### TASK DATA:
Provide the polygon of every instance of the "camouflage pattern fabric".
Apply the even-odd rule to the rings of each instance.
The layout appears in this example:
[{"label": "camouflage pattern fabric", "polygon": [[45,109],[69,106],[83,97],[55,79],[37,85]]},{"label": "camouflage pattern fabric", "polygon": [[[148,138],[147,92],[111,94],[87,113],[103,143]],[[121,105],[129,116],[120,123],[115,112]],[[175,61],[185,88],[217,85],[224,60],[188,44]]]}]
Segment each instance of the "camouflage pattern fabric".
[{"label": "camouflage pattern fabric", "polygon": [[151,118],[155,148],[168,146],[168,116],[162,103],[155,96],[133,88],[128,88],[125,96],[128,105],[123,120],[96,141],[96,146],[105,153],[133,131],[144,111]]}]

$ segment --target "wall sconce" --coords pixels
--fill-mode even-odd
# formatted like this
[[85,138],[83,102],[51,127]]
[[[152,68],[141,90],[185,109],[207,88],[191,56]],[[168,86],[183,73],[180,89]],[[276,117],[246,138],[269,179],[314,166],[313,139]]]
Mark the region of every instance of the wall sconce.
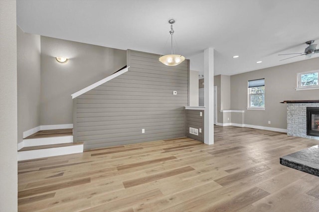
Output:
[[56,61],[61,64],[65,64],[69,60],[69,59],[68,59],[67,58],[62,58],[61,57],[56,57],[55,58],[55,60],[56,60]]

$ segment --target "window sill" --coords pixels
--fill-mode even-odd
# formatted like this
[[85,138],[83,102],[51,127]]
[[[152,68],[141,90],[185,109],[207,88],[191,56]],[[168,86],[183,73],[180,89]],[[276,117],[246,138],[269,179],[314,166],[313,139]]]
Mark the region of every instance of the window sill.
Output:
[[305,87],[296,87],[295,89],[296,89],[296,90],[315,90],[316,89],[319,89],[319,86]]
[[247,110],[266,110],[266,108],[247,108]]

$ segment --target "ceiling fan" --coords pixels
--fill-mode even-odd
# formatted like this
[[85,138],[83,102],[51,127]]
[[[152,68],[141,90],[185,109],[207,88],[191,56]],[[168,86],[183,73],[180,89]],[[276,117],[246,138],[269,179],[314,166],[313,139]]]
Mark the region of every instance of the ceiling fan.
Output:
[[305,53],[291,53],[291,54],[283,54],[278,55],[299,55],[290,58],[286,58],[285,59],[281,60],[279,61],[284,61],[285,60],[289,59],[290,58],[295,58],[298,56],[301,56],[302,55],[306,55],[307,58],[310,58],[313,56],[314,54],[319,53],[319,49],[316,49],[316,47],[317,46],[317,44],[312,44],[315,42],[314,40],[311,40],[306,42],[305,43],[307,45],[309,45],[309,46],[306,48],[305,50]]

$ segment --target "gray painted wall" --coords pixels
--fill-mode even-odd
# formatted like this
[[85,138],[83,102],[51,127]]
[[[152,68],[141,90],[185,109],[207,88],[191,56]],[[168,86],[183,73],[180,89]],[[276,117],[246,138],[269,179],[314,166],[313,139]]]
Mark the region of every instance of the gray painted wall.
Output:
[[[71,124],[71,94],[126,65],[126,51],[41,37],[41,125]],[[55,57],[69,58],[64,64]]]
[[16,1],[0,1],[0,211],[17,211]]
[[[204,111],[199,110],[185,110],[186,116],[186,136],[192,139],[204,142]],[[202,113],[202,116],[200,113]],[[198,129],[198,135],[189,133],[189,128]],[[201,133],[199,133],[199,128]]]
[[25,33],[18,26],[18,142],[24,131],[40,126],[41,85],[40,36]]
[[185,136],[188,61],[168,67],[159,57],[128,50],[129,71],[76,98],[77,142],[88,149]]
[[189,71],[189,105],[198,106],[199,102],[198,71]]
[[217,86],[217,123],[223,123],[223,113],[221,113],[221,75],[214,76],[214,85]]
[[[287,104],[283,100],[318,99],[319,90],[296,91],[297,74],[319,69],[319,58],[283,65],[230,76],[231,106],[245,110],[245,124],[287,129]],[[265,78],[265,111],[248,110],[247,81]],[[271,121],[271,124],[268,121]]]

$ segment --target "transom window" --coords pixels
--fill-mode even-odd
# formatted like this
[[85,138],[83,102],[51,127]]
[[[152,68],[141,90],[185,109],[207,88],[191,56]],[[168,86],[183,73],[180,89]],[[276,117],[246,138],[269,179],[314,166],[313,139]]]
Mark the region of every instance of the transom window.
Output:
[[265,79],[248,81],[248,109],[265,110]]
[[296,90],[319,89],[319,70],[298,73]]

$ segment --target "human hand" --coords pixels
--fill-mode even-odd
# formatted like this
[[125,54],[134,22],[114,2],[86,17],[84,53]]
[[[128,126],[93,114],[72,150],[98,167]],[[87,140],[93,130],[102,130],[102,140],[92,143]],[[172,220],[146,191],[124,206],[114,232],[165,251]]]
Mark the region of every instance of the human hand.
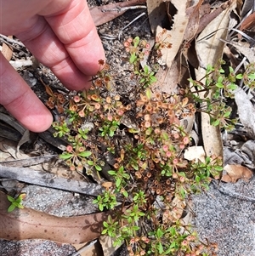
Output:
[[[0,0],[0,33],[14,35],[73,90],[88,88],[104,49],[85,0]],[[0,104],[34,132],[52,115],[0,53]]]

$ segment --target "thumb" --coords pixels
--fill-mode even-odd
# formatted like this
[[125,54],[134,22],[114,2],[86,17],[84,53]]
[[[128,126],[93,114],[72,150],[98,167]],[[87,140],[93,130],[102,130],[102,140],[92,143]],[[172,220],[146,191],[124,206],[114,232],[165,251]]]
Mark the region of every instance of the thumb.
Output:
[[52,123],[49,111],[1,53],[0,104],[31,131],[45,131]]

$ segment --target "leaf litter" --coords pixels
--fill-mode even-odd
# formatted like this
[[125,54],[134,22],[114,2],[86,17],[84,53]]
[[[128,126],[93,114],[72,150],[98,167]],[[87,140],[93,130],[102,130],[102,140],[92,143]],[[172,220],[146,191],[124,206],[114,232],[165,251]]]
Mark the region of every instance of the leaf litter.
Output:
[[[130,1],[132,2],[132,1]],[[133,1],[133,3],[137,3],[139,1]],[[252,59],[252,55],[254,56],[254,50],[250,49],[249,45],[246,45],[244,42],[241,41],[239,43],[241,46],[236,46],[236,43],[235,41],[232,41],[231,38],[228,38],[228,28],[229,30],[229,24],[230,21],[230,13],[235,10],[236,8],[235,1],[225,1],[225,3],[223,3],[220,5],[219,8],[216,9],[213,12],[208,13],[208,5],[206,6],[207,3],[202,4],[203,1],[195,1],[195,3],[193,3],[193,9],[191,10],[191,14],[187,14],[187,10],[189,8],[190,1],[183,1],[178,3],[178,1],[172,1],[172,4],[175,7],[177,11],[177,14],[173,14],[173,20],[169,20],[169,22],[173,21],[173,26],[171,27],[167,27],[167,30],[169,31],[167,32],[167,37],[169,35],[169,38],[174,38],[173,41],[169,40],[169,43],[173,43],[173,47],[170,48],[169,50],[167,50],[166,53],[162,52],[162,58],[164,59],[163,62],[167,64],[167,69],[165,71],[162,69],[160,70],[160,71],[162,73],[161,75],[161,77],[163,77],[162,79],[159,79],[159,81],[162,80],[162,83],[158,84],[158,88],[162,88],[162,92],[167,92],[169,91],[169,86],[167,88],[168,79],[171,79],[171,77],[175,74],[176,78],[173,80],[174,82],[172,83],[172,92],[175,92],[177,89],[177,84],[180,82],[181,77],[183,77],[184,70],[182,70],[180,67],[182,65],[187,65],[187,63],[189,63],[189,57],[187,57],[189,54],[185,55],[185,58],[183,58],[183,54],[184,53],[184,48],[186,46],[186,43],[190,43],[190,41],[192,41],[192,39],[195,39],[193,41],[196,45],[196,56],[197,60],[199,61],[199,67],[196,71],[196,77],[197,80],[200,80],[205,76],[205,67],[207,65],[216,65],[217,61],[218,61],[219,59],[221,59],[224,56],[224,43],[227,43],[227,47],[230,48],[230,51],[232,53],[235,53],[236,55],[236,49],[240,52],[239,56],[240,57],[246,57],[250,61],[254,60]],[[210,2],[210,1],[209,1]],[[237,3],[240,3],[241,1],[238,1]],[[251,3],[252,1],[245,1],[245,7],[247,6],[248,3]],[[139,3],[144,3],[144,1],[140,1]],[[156,7],[155,7],[154,3],[157,4]],[[158,23],[160,19],[158,19],[158,14],[156,14],[156,19],[152,19],[150,14],[153,13],[154,7],[155,9],[157,9],[160,5],[161,11],[164,10],[166,8],[165,6],[166,3],[161,3],[161,1],[149,1],[147,0],[147,6],[149,9],[149,19],[150,21],[150,26],[152,30],[155,30],[156,24],[158,26]],[[133,4],[133,3],[131,3]],[[201,5],[202,4],[202,5]],[[251,5],[251,4],[250,4]],[[116,5],[115,5],[116,6]],[[151,7],[152,6],[152,7]],[[111,8],[112,6],[110,6]],[[107,8],[107,7],[106,7]],[[201,10],[204,8],[205,14],[202,15]],[[217,13],[216,13],[217,12]],[[214,13],[214,14],[213,14]],[[116,14],[116,12],[115,13]],[[119,14],[122,14],[122,13],[120,13]],[[158,13],[157,13],[158,14]],[[217,15],[216,15],[217,14]],[[110,18],[107,18],[106,20],[103,20],[102,23],[107,22],[110,20],[110,19],[113,19],[116,17],[118,14],[114,14],[114,16],[110,16]],[[169,19],[168,11],[167,11],[167,16]],[[252,14],[250,15],[250,17]],[[106,17],[105,15],[102,15],[102,18]],[[249,15],[247,16],[249,17]],[[181,21],[181,22],[176,22],[176,21]],[[251,29],[252,26],[254,26],[254,24],[252,23],[252,18],[246,18],[245,21],[242,23],[243,25],[241,26],[241,31]],[[100,21],[101,22],[101,21]],[[154,23],[153,23],[154,22]],[[176,23],[174,23],[176,22]],[[184,24],[182,24],[182,22]],[[153,25],[152,25],[153,24]],[[179,26],[176,26],[176,24],[182,24],[182,26],[179,27]],[[190,26],[192,26],[192,30],[190,29]],[[201,31],[201,33],[197,37],[197,32]],[[160,30],[160,32],[162,32],[162,30]],[[168,39],[167,39],[168,40]],[[252,43],[252,42],[250,42],[250,45]],[[234,48],[231,47],[231,45],[234,46]],[[192,48],[190,48],[191,50]],[[190,52],[188,50],[188,52]],[[233,55],[234,56],[234,55]],[[251,57],[252,56],[252,57]],[[235,57],[235,56],[234,56]],[[235,57],[236,59],[236,57]],[[252,58],[252,59],[251,59]],[[185,63],[185,61],[187,61]],[[190,61],[191,62],[191,61]],[[185,65],[184,65],[185,64]],[[172,72],[170,71],[172,69]],[[189,74],[190,74],[190,67],[187,67],[186,71]],[[182,85],[183,86],[183,85]],[[241,124],[244,127],[244,130],[246,134],[243,135],[245,137],[245,139],[247,141],[253,141],[254,140],[254,122],[253,119],[253,113],[254,113],[254,103],[251,98],[247,97],[246,93],[242,89],[240,88],[235,93],[235,97],[236,105],[235,106],[238,110],[238,115],[239,118],[241,120]],[[247,111],[248,110],[248,111]],[[222,143],[222,134],[221,131],[215,127],[212,127],[209,125],[210,121],[207,119],[208,117],[201,115],[201,134],[202,134],[202,140],[203,140],[203,148],[207,155],[215,154],[216,156],[223,156],[224,155],[224,147]],[[195,120],[190,121],[191,122],[191,127],[194,125]],[[195,123],[196,124],[196,123]],[[240,132],[240,130],[235,129],[237,134]],[[227,137],[230,137],[232,134],[229,134]],[[243,139],[243,138],[238,138],[239,140]],[[248,151],[246,151],[245,148],[231,148],[230,151],[230,156],[234,156],[235,154],[239,154],[240,156],[241,152],[243,152],[242,155],[247,156],[248,152],[248,157],[244,158],[238,158],[242,159],[242,162],[234,162],[231,165],[227,165],[228,162],[225,161],[224,164],[226,165],[225,170],[227,172],[226,175],[229,175],[230,178],[229,179],[224,180],[225,178],[223,176],[222,180],[225,182],[236,182],[237,179],[245,178],[245,179],[251,179],[252,173],[251,171],[245,167],[245,165],[247,166],[247,160],[244,161],[244,159],[247,159],[250,157],[252,157],[252,153],[251,154],[250,150],[254,150],[254,147],[252,146],[251,148],[248,147]],[[194,151],[193,154],[197,154],[196,151]],[[237,153],[236,153],[237,152]],[[254,152],[254,151],[253,151]],[[225,153],[224,153],[225,154]],[[250,156],[252,155],[252,156]],[[195,158],[197,157],[195,156]],[[232,156],[229,157],[229,159],[231,159]],[[241,156],[240,156],[241,157]],[[233,157],[232,157],[233,159]],[[243,166],[244,165],[244,166]],[[252,167],[252,164],[250,164],[248,167]],[[252,167],[254,168],[254,166]],[[226,177],[226,176],[225,176]],[[61,236],[59,236],[61,237]],[[54,239],[53,239],[54,240]],[[220,254],[219,254],[220,255]],[[224,254],[222,254],[224,255]],[[235,254],[237,255],[237,254]]]

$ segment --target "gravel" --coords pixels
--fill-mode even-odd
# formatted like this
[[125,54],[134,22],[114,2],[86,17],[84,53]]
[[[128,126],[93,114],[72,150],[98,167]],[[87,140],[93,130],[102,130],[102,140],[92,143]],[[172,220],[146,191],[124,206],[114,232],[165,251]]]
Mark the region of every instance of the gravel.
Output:
[[218,256],[253,256],[254,203],[255,179],[212,183],[208,191],[192,196],[193,225],[202,240],[218,243]]

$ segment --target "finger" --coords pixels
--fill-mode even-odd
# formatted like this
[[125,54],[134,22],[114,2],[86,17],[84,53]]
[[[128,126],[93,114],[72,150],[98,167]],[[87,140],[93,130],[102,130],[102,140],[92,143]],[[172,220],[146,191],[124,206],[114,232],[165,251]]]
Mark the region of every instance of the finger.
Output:
[[81,90],[90,87],[90,76],[77,68],[44,18],[37,16],[31,29],[16,36],[68,88]]
[[48,128],[52,115],[1,53],[0,66],[0,104],[29,130]]
[[105,57],[87,1],[71,1],[60,14],[46,16],[46,20],[79,69],[95,75],[98,61]]

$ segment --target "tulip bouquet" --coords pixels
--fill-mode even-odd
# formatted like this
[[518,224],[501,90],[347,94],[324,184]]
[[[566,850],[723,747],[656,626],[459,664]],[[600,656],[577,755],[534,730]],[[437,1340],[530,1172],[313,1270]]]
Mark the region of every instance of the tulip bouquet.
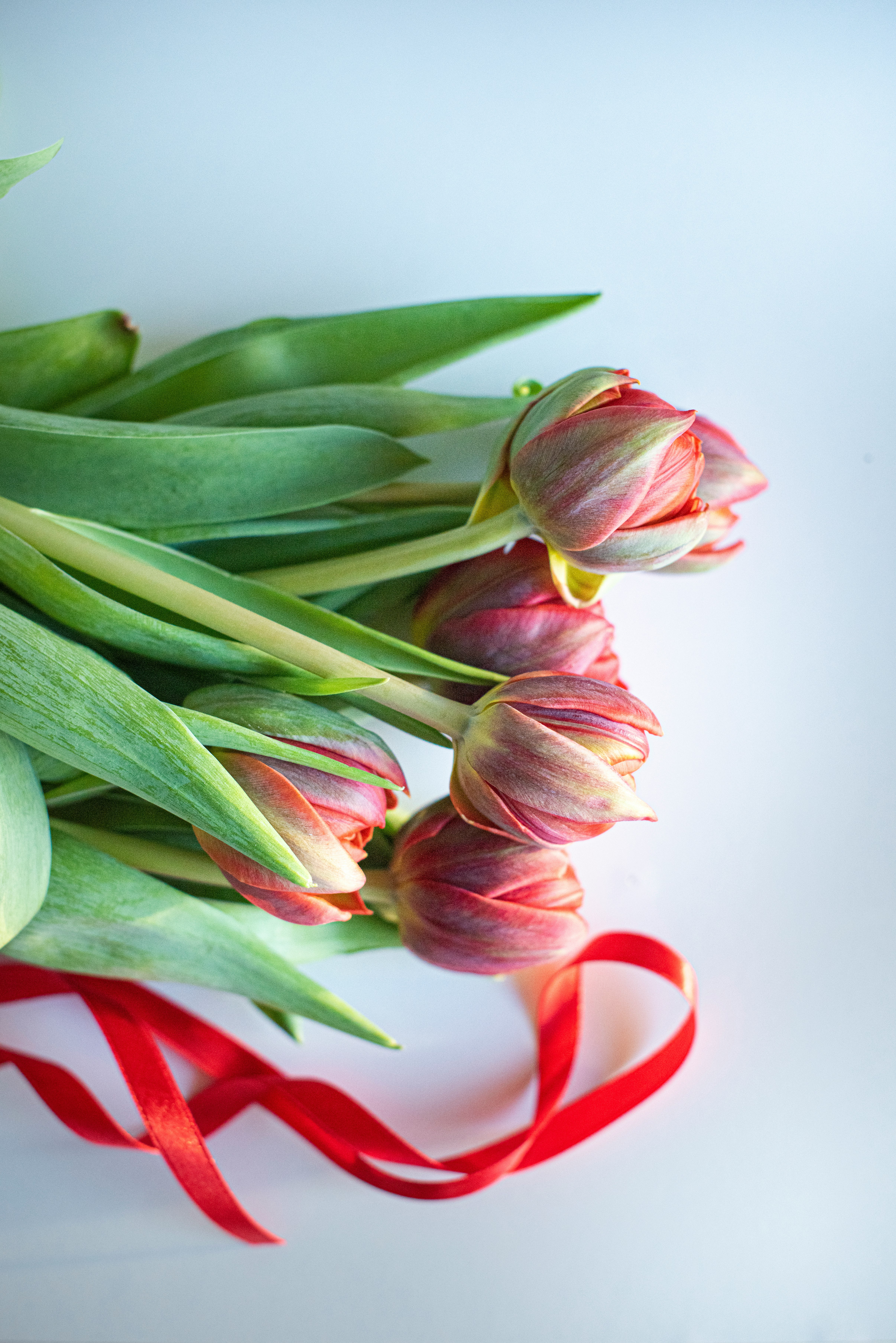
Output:
[[[3,971],[394,1046],[298,967],[584,955],[567,846],[656,819],[604,584],[727,563],[766,482],[626,369],[404,384],[596,297],[274,317],[137,372],[117,312],[0,333]],[[481,443],[474,481],[403,479]],[[450,796],[399,807],[383,723],[453,751]]]

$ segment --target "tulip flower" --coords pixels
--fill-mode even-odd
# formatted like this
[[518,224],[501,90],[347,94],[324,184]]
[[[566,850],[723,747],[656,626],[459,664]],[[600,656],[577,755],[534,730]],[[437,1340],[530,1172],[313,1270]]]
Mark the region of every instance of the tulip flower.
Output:
[[[531,539],[441,569],[416,602],[411,635],[431,653],[506,676],[549,670],[615,681],[619,673],[600,603],[567,606],[545,547]],[[450,692],[466,704],[480,693],[459,684]]]
[[645,704],[590,677],[529,672],[482,696],[457,743],[451,800],[465,821],[557,846],[618,821],[656,821],[631,775],[661,735]]
[[399,833],[390,877],[402,941],[446,970],[524,970],[587,937],[567,853],[476,830],[447,798]]
[[[367,770],[396,788],[406,788],[402,767],[376,733],[305,700],[277,690],[223,685],[196,690],[188,696],[187,706]],[[196,830],[200,845],[231,886],[289,923],[333,923],[352,913],[369,913],[357,893],[364,885],[359,862],[367,855],[373,829],[384,825],[387,810],[395,806],[395,794],[292,760],[243,751],[214,753],[313,880],[310,889],[294,885]]]
[[571,604],[596,598],[599,582],[587,575],[661,568],[707,530],[696,412],[634,383],[626,369],[587,368],[532,402],[500,445],[470,520],[519,502]]
[[752,498],[768,485],[759,467],[754,466],[743,447],[724,428],[703,415],[697,415],[692,428],[700,438],[705,459],[697,493],[709,505],[705,514],[707,535],[693,551],[664,568],[664,573],[704,573],[732,560],[743,551],[744,543],[719,545],[737,521],[731,505]]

### WHAT YOU ARE ASKED TO DO:
Copy the items word for word from their first line through the line containing "[[247,110],[266,110],[266,108],[247,108]]", including that line. Leave the pictures out.

### ANSWER IN FULL:
Provide the polygon of every instance of the "camouflage pattern fabric".
Apply the even-odd rule to the rings of each instance.
The layout appears in this example:
[{"label": "camouflage pattern fabric", "polygon": [[45,109],[69,106],[83,97],[55,79],[37,85]]},{"label": "camouflage pattern fabric", "polygon": [[[148,138],[147,92],[111,94],[87,113],[103,143]],[[121,105],[129,116],[120,123],[115,112]],[[175,61],[185,88],[217,85],[224,60],[188,44]]]}]
Segment each instance of the "camouflage pattern fabric".
[{"label": "camouflage pattern fabric", "polygon": [[151,118],[155,148],[168,146],[168,116],[162,103],[155,96],[133,88],[128,88],[125,96],[128,105],[123,120],[96,141],[96,146],[105,153],[133,131],[144,111]]}]

$ segment --target "wall sconce" --coords pixels
--fill-mode even-odd
# formatted like this
[[85,138],[83,102],[51,127]]
[[[152,68],[141,90],[185,109],[207,88],[191,56]],[[168,86],[183,73],[180,89]],[[276,117],[246,138],[269,179],[314,166],[313,139]]]
Mark the region of every instance of the wall sconce.
Output:
[[56,61],[61,64],[65,64],[69,60],[69,59],[68,59],[67,58],[62,58],[61,57],[56,57],[55,58],[55,60],[56,60]]

$ segment --target "window sill" --coords pixels
--fill-mode even-odd
# formatted like this
[[85,138],[83,102],[51,127]]
[[[152,68],[141,90],[185,109],[207,88],[191,56]],[[168,86],[183,73],[180,89]],[[276,117],[246,138],[269,179],[314,166],[313,139]]]
Mark the region of every instance of the window sill.
Output:
[[305,87],[296,87],[295,89],[296,89],[296,90],[315,90],[316,89],[319,89],[319,86]]
[[247,110],[266,110],[266,108],[247,108]]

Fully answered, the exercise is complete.